_EXERCISE_
List every line of the records below that contains the word "outline", copying each line in full.

_Excerpts from annotation records_
- - -

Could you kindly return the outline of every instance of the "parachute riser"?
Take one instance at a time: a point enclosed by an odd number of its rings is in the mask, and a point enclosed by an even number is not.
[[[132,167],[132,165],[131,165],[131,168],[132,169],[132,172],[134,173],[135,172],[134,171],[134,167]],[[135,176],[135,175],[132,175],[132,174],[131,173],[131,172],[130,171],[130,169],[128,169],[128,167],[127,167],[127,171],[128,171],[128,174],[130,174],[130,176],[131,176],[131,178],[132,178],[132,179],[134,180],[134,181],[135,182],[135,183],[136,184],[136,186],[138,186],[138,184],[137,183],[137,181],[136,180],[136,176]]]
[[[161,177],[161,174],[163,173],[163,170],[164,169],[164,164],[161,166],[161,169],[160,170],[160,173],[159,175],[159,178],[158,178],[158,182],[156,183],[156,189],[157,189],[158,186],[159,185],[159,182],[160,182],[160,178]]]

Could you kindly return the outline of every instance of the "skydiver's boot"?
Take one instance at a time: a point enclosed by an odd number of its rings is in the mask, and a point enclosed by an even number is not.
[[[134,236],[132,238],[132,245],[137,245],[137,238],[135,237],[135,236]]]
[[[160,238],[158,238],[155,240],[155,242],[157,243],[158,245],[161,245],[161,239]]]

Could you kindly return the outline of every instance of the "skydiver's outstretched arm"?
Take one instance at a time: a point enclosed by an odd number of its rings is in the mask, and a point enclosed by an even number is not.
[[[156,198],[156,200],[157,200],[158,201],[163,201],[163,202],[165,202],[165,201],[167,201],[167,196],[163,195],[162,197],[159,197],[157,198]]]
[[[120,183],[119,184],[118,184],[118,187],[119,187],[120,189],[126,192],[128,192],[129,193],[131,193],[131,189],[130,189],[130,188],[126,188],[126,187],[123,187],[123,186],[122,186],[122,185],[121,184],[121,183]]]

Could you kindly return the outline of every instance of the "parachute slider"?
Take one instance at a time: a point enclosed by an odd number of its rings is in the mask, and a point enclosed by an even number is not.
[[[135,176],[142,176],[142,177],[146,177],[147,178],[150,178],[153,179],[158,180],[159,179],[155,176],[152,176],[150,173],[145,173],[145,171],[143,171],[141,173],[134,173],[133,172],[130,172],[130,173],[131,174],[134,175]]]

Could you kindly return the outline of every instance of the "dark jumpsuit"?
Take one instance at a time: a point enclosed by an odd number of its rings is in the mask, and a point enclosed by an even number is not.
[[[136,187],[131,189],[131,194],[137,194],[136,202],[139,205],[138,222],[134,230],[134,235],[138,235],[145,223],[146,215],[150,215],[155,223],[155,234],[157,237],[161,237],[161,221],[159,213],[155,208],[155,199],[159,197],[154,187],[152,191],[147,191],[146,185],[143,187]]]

- - -

_TASK SOLUTION_
Could you kindly return the outline of every instance of the "parachute riser"?
Could you kindly return the outline of every instance of the "skydiver's boot"?
Could you kindly return the outline of every instance of the "skydiver's outstretched arm"?
Could you kindly return the outline of every instance of the "parachute slider"?
Could you kindly return the outline of every instance of the "dark jumpsuit"?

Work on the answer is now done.